ЧТО НУЖНО СДЕЛАТЬ.
- a) С кем, согласно тексту о структурной афазии, следует согласиться в том, что состоятельность действительного проекта определяется способностью обнаружить в «большом языке» собственный «малый язык»?
- b) Обновите текст о структурной афазии с «Поскольку полюс бытия» по «этот язык собственный?» включительно и приведите этот отрывок, заменив «Риск» на «Опасность».

ЦИТИРУЕМЫЙ ТЕКСТ.
================
В проекте “истории бытия” структурная афазия исполняется в буквализме поэтической речи. Непосредственная коэкзистентность высказывания топосу вещи наделяет его буквальностью, что задает бесконечную перспективу изменений высказывания изоморфных изменениям состояний вещи. Структурная афазия в буквализме символического обнажает мировую плоть вещи. Ландшафт как непрерывность и самозаполненность онтологического рельефа (“целого”) при допущении множественных метаморфоз, в которых каждая вещь и каждое существо способны переходить в друг друга, сворачивает к произволу буквального выражения самотождественность содержания конвенциональных дискурсов[22]. Избыточность поэзии, вбрасывающей марганалии языка, репрезентирует полисинтетическую природу вещей.

Поскольку полюс бытия бессмысленен, а значит - удален от всех наличных правил высказывания (в конечном счете - просто закрыт для высказывания), сбои языка дают маргиналии речи, которые, учреждая порядок первоименования, открывают вербальный канал памяти о бессмыслице конечного. Риск обвала (крах установленного круговорота значений) окупается новым. Поэтому следует согласиться с Ж. Делезом относительно того, что состоятельность действительного проекта определяется способностью обнаружить в “большом языке” собственный “малый язык”. Остается вопрос: в какой мере этот язык собственный?
================
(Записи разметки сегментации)
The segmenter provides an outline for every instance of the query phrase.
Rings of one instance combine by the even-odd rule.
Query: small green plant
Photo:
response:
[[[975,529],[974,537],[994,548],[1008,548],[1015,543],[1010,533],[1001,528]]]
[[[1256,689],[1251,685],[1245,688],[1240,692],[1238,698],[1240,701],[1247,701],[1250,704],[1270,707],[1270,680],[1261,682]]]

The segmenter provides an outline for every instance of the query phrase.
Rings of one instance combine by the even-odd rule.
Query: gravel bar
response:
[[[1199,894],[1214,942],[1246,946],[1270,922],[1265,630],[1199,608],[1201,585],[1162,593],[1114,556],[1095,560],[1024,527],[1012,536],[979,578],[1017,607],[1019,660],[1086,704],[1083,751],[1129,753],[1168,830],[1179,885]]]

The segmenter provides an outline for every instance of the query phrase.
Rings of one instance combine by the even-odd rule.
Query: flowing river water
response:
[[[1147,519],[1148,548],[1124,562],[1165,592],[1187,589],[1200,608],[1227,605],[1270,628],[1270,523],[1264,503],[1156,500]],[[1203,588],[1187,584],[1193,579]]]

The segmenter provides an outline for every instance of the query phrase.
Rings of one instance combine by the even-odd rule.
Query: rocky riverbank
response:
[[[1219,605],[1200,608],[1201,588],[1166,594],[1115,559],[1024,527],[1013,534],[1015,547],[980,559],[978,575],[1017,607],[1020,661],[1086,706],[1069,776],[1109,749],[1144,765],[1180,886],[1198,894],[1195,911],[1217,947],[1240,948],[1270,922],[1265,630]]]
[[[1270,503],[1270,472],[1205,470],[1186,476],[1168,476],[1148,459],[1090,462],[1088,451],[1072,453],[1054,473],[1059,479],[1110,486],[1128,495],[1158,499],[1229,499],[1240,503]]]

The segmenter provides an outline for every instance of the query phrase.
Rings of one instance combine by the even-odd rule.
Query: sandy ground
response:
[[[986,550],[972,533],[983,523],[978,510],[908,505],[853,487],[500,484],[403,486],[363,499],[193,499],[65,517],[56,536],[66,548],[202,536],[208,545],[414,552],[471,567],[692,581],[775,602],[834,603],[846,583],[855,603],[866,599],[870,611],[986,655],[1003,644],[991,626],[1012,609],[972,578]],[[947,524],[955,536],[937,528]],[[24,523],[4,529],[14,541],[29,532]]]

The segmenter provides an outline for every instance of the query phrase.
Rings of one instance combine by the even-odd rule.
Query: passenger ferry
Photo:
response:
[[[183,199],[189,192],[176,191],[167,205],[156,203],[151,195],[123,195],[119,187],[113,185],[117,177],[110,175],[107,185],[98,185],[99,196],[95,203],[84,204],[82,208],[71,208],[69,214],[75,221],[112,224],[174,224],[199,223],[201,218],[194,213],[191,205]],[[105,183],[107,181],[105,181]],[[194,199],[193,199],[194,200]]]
================
СПИСОК ОТВЕТОВ.
- a) С Ж. Делезом.

- b)
Поскольку полюс бытия бессмысленен, а значит - удален от всех наличных правил высказывания (в конечном счете - просто закрыт для высказывания), сбои языка дают маргиналии речи, которые, учреждая порядок первоименования, открывают вербальный канал памяти о бессмыслице конечного. Опасность обвала (крах установленного круговорота значений) окупается новым. Поэтому следует согласиться с Ж. Делезом относительно того, что состоятельность действительного проекта определяется способностью обнаружить в “большом языке” собственный “малый язык”. Остается вопрос: в какой мере этот язык собственный?